Start of Passage

/islands-paper

Detect "islands of speciation" in nightingale genome. This is the analysis part of the paper.

Primary LanguageR

Detecting islands of differentiation in nightingale genome

The goal of the analysis is to find regions the genomes of Common and Thrush nightingales, which could contribute to the recent speciation event. We used SNP variants, per site Fst and Dxy as indicators of possible speciation, alignment to Zebra finch as a proxy for genomic location of the variants, floating windows to scan along chromosomes, and bootstrap to detect significanly higher values.

Required libraries

  • tidyverse
  • data.table for fast interval operations
  • gtools for mixed sort of chromosome names

Variant filtering

To get more reliable results, variants should be filtered on some biological significance. Filter out nightingale contigs mapped to too wide range in the zebra finch, filter out variants on some quality threshold, for Dxy filter variants with too few called individuals.

Window calculation

Cover all chromosomes with equally spaced intervals. Use at least 1000 intervals for the longest chromosome (?). Most of the calculations is done in pure data.frames, with the help of dplyr, tidyr and visualised with ggplot2. We're using data.table::foverlaps package to find the variants belonging to each window.

End of Passage
Start of Data

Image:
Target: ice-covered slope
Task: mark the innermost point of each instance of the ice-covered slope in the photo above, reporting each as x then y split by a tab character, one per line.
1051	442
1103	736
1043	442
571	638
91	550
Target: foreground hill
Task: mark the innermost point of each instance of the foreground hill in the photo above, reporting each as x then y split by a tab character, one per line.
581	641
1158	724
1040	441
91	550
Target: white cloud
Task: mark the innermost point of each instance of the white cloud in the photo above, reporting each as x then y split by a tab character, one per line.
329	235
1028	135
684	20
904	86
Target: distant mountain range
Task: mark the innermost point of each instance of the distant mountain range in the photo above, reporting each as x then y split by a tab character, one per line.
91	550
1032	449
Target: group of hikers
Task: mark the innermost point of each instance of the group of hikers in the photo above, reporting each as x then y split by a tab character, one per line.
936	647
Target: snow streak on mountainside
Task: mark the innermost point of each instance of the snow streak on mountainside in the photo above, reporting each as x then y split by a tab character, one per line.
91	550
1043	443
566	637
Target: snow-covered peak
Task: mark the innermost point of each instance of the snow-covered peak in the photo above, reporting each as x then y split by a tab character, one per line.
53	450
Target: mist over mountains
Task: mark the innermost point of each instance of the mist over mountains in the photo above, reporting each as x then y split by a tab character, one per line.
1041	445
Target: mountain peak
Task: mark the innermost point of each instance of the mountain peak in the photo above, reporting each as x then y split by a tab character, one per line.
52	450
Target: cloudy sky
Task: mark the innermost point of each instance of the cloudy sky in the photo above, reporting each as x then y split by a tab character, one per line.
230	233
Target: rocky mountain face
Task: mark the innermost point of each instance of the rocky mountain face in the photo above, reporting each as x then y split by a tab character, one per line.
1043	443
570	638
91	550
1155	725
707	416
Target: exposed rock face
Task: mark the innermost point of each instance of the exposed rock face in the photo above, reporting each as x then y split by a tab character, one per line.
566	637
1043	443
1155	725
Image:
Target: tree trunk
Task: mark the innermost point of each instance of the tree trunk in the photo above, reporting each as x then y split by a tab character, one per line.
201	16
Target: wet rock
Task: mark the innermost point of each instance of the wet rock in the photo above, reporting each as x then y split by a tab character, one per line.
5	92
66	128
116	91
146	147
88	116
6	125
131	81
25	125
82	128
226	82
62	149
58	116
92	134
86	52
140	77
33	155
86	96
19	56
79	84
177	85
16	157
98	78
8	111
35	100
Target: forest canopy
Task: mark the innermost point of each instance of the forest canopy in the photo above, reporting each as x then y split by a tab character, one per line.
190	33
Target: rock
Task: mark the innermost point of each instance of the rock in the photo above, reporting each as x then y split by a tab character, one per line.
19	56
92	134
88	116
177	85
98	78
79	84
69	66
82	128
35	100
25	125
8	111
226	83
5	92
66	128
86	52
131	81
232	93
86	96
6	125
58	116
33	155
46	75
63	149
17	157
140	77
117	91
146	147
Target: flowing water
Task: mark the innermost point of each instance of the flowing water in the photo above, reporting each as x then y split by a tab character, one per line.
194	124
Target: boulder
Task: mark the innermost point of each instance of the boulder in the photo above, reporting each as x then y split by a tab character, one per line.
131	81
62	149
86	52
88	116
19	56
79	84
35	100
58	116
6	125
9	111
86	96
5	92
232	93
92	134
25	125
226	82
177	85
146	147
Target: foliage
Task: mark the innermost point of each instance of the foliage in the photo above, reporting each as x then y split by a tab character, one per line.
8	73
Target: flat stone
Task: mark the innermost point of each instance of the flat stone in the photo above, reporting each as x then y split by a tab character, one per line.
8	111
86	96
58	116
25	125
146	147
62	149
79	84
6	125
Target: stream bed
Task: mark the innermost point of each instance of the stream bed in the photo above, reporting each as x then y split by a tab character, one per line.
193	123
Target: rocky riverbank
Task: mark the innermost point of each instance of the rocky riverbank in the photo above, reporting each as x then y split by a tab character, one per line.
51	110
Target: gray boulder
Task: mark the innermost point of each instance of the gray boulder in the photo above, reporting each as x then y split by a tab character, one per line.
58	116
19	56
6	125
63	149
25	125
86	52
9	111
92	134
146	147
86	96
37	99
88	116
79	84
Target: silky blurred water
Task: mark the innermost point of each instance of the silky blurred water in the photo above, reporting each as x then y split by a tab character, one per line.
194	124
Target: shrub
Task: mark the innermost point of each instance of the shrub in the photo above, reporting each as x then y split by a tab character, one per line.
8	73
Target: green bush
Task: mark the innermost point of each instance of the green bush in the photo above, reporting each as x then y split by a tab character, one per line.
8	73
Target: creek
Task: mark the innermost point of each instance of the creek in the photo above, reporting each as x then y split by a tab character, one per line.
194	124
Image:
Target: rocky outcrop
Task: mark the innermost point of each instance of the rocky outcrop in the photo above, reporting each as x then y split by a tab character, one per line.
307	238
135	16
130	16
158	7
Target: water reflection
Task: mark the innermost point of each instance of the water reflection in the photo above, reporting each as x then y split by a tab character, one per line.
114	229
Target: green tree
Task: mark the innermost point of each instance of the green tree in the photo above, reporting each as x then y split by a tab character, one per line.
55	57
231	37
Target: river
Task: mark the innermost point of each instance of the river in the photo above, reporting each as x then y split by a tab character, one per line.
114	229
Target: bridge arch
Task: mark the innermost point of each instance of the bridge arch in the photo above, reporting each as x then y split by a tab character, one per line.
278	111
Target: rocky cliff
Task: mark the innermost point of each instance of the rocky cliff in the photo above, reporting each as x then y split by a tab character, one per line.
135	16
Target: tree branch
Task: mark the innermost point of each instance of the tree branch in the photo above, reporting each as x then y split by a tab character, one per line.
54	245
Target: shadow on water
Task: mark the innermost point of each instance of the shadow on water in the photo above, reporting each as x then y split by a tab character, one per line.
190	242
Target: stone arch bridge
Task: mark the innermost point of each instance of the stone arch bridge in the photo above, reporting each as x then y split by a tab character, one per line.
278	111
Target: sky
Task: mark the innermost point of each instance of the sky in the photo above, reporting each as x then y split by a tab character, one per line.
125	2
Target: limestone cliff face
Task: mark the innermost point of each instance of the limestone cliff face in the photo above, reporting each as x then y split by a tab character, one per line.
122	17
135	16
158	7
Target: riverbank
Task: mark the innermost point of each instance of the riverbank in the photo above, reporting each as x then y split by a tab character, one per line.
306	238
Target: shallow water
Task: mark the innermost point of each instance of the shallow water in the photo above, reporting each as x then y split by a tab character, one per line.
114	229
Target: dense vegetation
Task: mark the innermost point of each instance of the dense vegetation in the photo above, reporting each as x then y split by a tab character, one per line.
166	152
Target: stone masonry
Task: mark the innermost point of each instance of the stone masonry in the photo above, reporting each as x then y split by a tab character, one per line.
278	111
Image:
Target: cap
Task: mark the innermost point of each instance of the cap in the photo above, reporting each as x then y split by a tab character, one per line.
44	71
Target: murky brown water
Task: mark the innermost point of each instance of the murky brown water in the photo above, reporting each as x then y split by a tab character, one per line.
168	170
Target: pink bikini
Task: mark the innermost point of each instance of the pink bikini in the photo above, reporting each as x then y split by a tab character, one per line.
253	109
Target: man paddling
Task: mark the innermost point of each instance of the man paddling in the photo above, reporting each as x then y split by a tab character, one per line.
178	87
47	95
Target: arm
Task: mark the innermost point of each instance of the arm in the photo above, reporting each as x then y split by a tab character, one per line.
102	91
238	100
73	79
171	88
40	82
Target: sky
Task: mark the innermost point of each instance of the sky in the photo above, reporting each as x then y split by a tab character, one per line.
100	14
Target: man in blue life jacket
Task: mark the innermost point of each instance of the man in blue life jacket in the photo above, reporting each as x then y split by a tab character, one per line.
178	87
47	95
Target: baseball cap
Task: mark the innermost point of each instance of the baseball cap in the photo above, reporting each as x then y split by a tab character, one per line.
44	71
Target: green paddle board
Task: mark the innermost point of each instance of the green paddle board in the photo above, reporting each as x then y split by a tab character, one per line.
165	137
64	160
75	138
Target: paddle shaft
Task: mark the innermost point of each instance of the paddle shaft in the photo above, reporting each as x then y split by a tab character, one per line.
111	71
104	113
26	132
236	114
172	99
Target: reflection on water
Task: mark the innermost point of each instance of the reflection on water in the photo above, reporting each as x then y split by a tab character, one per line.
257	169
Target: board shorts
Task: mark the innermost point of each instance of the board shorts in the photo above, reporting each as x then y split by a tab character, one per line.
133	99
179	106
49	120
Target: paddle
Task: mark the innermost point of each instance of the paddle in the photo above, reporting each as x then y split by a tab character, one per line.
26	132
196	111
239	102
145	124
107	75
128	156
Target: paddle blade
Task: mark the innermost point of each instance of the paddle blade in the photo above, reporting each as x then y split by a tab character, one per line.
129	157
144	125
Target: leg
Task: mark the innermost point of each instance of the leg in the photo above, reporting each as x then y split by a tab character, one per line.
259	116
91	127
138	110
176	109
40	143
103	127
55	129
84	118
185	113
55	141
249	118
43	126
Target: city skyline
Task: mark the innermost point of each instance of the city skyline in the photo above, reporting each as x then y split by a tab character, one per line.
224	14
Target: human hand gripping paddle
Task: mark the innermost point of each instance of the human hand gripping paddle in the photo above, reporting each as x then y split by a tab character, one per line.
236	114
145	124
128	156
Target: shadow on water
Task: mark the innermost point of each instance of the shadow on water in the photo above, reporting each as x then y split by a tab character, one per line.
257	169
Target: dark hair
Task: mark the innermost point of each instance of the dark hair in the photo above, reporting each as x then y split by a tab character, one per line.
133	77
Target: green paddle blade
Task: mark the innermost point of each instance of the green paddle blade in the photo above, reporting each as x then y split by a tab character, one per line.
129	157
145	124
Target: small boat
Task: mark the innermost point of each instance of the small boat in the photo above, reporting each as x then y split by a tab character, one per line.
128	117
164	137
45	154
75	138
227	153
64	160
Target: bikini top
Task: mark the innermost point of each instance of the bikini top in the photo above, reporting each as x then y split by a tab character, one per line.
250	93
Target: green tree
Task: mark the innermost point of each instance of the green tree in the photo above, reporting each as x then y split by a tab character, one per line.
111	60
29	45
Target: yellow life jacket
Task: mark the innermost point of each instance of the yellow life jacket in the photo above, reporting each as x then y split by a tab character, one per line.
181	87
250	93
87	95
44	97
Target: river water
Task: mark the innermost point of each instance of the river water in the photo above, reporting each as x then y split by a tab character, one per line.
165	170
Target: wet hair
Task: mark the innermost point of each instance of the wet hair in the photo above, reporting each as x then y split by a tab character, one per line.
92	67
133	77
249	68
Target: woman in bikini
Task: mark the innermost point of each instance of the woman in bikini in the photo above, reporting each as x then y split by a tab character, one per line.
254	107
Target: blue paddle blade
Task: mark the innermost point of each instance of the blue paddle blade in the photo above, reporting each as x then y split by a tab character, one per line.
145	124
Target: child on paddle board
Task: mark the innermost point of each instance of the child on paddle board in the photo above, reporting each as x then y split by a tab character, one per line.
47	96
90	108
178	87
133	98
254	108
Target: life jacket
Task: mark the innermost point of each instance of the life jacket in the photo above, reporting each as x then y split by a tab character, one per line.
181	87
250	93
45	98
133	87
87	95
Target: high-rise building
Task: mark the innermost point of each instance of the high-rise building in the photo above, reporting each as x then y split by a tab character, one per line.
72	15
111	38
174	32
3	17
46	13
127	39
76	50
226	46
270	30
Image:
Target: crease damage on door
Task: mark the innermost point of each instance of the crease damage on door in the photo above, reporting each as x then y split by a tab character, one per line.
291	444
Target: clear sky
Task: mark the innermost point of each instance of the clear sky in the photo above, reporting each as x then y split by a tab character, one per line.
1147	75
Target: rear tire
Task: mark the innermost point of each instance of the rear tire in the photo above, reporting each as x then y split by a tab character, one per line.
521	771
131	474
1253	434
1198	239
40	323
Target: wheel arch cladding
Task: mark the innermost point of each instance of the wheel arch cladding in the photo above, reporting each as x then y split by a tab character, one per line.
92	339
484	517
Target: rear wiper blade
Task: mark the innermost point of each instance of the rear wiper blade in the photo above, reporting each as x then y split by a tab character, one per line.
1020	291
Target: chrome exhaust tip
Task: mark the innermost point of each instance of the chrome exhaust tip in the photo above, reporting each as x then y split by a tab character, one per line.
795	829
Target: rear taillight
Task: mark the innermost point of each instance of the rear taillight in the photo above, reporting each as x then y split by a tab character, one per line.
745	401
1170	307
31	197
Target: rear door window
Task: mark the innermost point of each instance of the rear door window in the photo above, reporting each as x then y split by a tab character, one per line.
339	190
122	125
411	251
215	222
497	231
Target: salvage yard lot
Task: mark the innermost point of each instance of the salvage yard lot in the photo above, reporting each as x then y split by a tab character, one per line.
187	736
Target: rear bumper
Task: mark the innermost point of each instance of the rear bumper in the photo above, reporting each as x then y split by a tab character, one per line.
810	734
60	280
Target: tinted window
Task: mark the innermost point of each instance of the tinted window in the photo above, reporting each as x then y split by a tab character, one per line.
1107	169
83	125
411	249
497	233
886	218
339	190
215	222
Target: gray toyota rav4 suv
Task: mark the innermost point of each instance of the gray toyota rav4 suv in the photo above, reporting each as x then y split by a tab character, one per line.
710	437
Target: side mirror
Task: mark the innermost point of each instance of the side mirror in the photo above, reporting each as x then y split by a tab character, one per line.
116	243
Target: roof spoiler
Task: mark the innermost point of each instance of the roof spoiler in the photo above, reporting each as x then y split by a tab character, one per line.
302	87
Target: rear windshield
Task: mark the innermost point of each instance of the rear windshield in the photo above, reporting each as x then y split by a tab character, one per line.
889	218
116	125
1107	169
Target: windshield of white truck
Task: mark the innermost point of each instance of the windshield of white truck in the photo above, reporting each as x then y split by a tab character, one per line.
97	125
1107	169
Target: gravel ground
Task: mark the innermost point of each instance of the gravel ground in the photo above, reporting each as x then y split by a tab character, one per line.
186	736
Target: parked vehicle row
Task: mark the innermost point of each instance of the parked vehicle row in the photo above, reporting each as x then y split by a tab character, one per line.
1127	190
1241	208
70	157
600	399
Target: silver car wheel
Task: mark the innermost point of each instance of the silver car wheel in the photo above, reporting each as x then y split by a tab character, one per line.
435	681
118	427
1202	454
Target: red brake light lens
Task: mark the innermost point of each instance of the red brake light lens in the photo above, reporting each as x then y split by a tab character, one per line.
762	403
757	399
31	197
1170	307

End of Data

Set of tasks:
1: Write out the stretch of the nightingale genome analysis text from "Required libraries" through "to each window.", keeping every word unchanged.
2: Extend the nightingale genome analysis text, starting after its final sentence.
This data is separate material, unrelated to the nightingale genome analysis text.

Response list:
1:
Required libraries

  • tidyverse
  • data.table for fast interval operations
  • gtools for mixed sort of chromosome names

Variant filtering

To get more reliable results, variants should be filtered on some biological significance. Filter out nightingale contigs mapped to too wide range in the zebra finch, filter out variants on some quality threshold, for Dxy filter variants with too few called individuals.

Window calculation

Cover all chromosomes with equally spaced intervals. Use at least 1000 intervals for the longest chromosome (?). Most of the calculations is done in pure data.frames, with the help of dplyr, tidyr and visualised with ggplot2. We're using data.table::foverlaps package to find the variants belonging to each window.

2:
Permutation test

Bootstrap was performed via permuting the values (Fst, Dxy) assigned to each genetic variant within chromosomes, the variants remain at original positions. We sampled 25,000 permutations, taking the maximum of the windowed measure at given grid point as the threshold value for 'maximal Fst/Dxy' arising by pure chance in the given variants and chromosomal arrangement.

Islands of speciation

Areas where both Fst and Dxy exceeded the threshold found in the bootstrap were taken as putative 'islands of speciation'. We used biomaRt to get information on genes found in those regions.

Gene set enrichment

After trying several online tools and having non-reproducibility issues, we decided to run the analysis on simple KEGG pathways on our own. Using simple gene lists in data.frames and Fisher's exact and Binomial tests.